◆ **EXERCISE**: Exact repetition of every entry is required.

Entries taken from a collection
***

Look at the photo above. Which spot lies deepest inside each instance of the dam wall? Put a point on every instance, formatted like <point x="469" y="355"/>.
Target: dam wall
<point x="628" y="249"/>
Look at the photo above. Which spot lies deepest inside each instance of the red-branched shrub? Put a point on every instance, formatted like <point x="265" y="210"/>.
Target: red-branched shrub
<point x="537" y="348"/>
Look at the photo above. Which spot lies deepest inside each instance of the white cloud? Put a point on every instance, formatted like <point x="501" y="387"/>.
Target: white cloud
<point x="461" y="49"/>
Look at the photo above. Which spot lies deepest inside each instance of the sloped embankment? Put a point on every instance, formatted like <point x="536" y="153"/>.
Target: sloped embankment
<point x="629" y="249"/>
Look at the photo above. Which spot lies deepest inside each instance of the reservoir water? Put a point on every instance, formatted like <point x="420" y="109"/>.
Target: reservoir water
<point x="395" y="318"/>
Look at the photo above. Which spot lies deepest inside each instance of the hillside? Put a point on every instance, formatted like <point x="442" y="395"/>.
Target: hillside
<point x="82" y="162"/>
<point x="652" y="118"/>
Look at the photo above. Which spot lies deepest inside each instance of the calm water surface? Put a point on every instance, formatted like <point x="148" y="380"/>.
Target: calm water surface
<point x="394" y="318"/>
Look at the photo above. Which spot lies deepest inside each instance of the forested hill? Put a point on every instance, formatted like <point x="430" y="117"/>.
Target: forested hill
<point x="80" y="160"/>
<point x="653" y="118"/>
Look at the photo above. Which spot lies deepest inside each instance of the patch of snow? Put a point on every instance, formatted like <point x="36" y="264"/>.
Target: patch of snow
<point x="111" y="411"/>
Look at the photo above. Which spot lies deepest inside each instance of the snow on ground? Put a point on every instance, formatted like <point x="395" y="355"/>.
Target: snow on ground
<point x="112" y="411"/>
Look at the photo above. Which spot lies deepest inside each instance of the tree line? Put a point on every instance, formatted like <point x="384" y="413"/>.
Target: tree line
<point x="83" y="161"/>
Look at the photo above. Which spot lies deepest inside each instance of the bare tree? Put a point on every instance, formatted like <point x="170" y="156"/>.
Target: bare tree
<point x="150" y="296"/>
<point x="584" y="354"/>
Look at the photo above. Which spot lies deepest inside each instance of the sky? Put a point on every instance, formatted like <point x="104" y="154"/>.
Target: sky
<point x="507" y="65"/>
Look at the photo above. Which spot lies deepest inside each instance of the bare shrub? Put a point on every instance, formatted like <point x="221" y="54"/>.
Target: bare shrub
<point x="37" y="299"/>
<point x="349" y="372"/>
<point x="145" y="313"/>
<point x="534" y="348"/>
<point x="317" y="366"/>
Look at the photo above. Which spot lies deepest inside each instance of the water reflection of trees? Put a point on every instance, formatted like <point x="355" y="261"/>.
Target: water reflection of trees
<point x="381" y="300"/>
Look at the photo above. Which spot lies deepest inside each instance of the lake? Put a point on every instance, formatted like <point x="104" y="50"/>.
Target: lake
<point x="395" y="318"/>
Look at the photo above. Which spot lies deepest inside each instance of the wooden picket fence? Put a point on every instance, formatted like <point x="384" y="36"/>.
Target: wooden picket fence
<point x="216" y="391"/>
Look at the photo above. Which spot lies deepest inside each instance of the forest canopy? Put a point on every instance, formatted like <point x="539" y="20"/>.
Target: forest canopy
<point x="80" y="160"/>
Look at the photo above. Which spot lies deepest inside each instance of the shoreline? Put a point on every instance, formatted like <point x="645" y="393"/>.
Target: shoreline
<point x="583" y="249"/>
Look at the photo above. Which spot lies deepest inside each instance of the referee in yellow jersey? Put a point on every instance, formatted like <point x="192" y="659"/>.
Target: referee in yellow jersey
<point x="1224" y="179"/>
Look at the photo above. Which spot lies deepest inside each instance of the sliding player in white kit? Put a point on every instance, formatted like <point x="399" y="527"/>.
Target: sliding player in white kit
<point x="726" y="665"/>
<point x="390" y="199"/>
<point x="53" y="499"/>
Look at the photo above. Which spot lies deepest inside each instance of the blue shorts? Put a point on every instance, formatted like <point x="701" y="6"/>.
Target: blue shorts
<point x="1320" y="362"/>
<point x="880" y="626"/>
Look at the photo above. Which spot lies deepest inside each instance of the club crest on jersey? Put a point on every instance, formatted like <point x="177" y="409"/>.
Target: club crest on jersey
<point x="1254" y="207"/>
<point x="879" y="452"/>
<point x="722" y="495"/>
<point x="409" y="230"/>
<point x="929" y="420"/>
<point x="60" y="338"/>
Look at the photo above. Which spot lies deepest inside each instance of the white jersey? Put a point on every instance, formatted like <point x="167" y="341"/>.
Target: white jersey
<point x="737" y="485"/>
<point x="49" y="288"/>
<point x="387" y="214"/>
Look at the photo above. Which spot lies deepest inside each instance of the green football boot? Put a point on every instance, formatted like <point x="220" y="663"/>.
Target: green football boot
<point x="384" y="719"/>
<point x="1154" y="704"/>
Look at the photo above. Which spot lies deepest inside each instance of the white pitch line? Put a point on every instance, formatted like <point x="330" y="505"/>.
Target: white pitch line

***

◆ **RESULT FOR THIS EXERCISE**:
Look at the photo above. Which spot lies deepest inside each instance of the dam wall? Put a point on every instance, formatted like <point x="469" y="355"/>.
Target: dam wall
<point x="628" y="249"/>
Look at the photo above. Which spot lies deepest inside each instance of the red-branched shrub? Put a point on every instance, formatted like <point x="265" y="210"/>.
Target: red-branched shrub
<point x="537" y="348"/>
Look at the photo above. Which spot lies deepest inside each instance of the white cloud? Put a point on every instance, formatted like <point x="501" y="387"/>.
Target: white cloud
<point x="461" y="49"/>
Look at the photo above. Which spot lies deepest inside each instance of the sloped embankment? Put a point on every instance, formatted like <point x="536" y="153"/>.
Target: sloped embankment
<point x="629" y="249"/>
Look at the photo above. Which spot lies deepest inside each instance of the reservoir water? Put a point on every instance, formatted like <point x="420" y="109"/>.
Target: reservoir water
<point x="395" y="318"/>
Look at the photo above. Which spot lies deepest inside each instance of the hillside? Put a point on every instance, formatted like <point x="442" y="395"/>.
Target: hillside
<point x="82" y="162"/>
<point x="652" y="118"/>
Look at the photo above. Which spot lies deepest inside each instance of the calm water surface? Put a point on every instance, formatted like <point x="148" y="380"/>.
Target: calm water surface
<point x="394" y="318"/>
Look at the photo above. Which spot lies deepest inside each instance of the forested hill? Put a point on every instance, formatted like <point x="430" y="117"/>.
Target: forested hill
<point x="80" y="160"/>
<point x="653" y="118"/>
Look at the photo above. Which spot lies deepest inside each instance of the patch of snow? Put a point on every instance, formatted like <point x="36" y="264"/>.
Target: patch of snow
<point x="111" y="411"/>
Look at the photo above. Which spot lies deepest inside each instance of the snow on ground? Put a point on every instance, formatted like <point x="395" y="355"/>.
Target: snow on ground
<point x="112" y="411"/>
Look at the photo above. Which spot lies deepest inside each instance of the tree line? Put a point on every instance, formatted like <point x="384" y="413"/>.
Target: tree line
<point x="83" y="161"/>
Look at the photo above. Which spot lies deepest inside each instance of the bare tree? Put a point on every instance, formatted like <point x="170" y="156"/>.
Target: bare tree
<point x="150" y="296"/>
<point x="584" y="354"/>
Look at the photo above. Which spot lies deepest inside each instance of the sky? Put a point on every instance, formatted like <point x="104" y="154"/>.
Target: sky
<point x="507" y="65"/>
Look at the photo above. Which spot lies deepest inside each instance of the bare shrub? Put a point on every instance, formatted like <point x="221" y="54"/>.
Target: bare shrub
<point x="37" y="299"/>
<point x="349" y="372"/>
<point x="145" y="313"/>
<point x="534" y="348"/>
<point x="317" y="366"/>
Look at the photo above. Which spot lies deepest inside each instance of the water reflection of trees? Put a point on every instance, formatted like <point x="355" y="261"/>.
Target: water reflection of trees
<point x="381" y="300"/>
Look at the photo above. Which spot lies deepest inside each instance of the lake? Put a point on every instance, formatted like <point x="104" y="50"/>.
Target: lake
<point x="395" y="318"/>
Look at the photo above. Which spot lies deepest inside each instance of the wooden picket fence? Put a point on every instance, formatted like <point x="384" y="36"/>.
Target: wooden picket fence
<point x="216" y="391"/>
Look at the photo above. Which spot lies deepest inside each instance of the forest canopy? Put a point on every instance, formatted like <point x="539" y="20"/>.
Target: forest canopy
<point x="80" y="160"/>
Look at the photo above. Which spot lies deepest inside each instance of the shoreline? Put a point on every instance, formatted like <point x="645" y="393"/>.
Target: shoreline
<point x="583" y="249"/>
Look at the photo above. Which spot lies deepest inside each instance of the referee in yellow jersey? Put a point on every instance, formatted like <point x="192" y="659"/>.
Target: referee in yellow jersey
<point x="1224" y="179"/>
Look at the photo above. Which spot lies deepest inside each instance of the sliding player in white kit? Put a point on every instance, formatted like <point x="399" y="527"/>.
Target: sliding player in white kit
<point x="726" y="665"/>
<point x="390" y="199"/>
<point x="53" y="499"/>
Look at the photo above. Which spot lies deepest inside each instance of the blue shorts? Put a point on every instance, formatted like <point x="701" y="6"/>.
Target: blue shorts
<point x="1320" y="362"/>
<point x="880" y="626"/>
Look at the photo above. Which spot lies deepest inside each instance of the club crest on jersey? Put a point on every instance, formatted like <point x="177" y="409"/>.
Target: club crest on jersey
<point x="1254" y="207"/>
<point x="879" y="452"/>
<point x="722" y="495"/>
<point x="409" y="230"/>
<point x="929" y="420"/>
<point x="60" y="338"/>
Look at the photo above. Which spot lies deepest inside each instance of the white jersey? Put a point on every instance, formatted like <point x="167" y="341"/>.
Target: white jersey
<point x="737" y="485"/>
<point x="49" y="288"/>
<point x="387" y="214"/>
Look at the photo above. Which spot lies deepest inside each instance of the green football boot? Put a point on every instance, formatted like <point x="220" y="663"/>.
Target: green football boot
<point x="384" y="719"/>
<point x="1154" y="704"/>
Look at the photo above. Which spot lies deepest inside each instance of the white pitch line? Put a point on every instance, formatted like <point x="330" y="505"/>.
Target: white pitch line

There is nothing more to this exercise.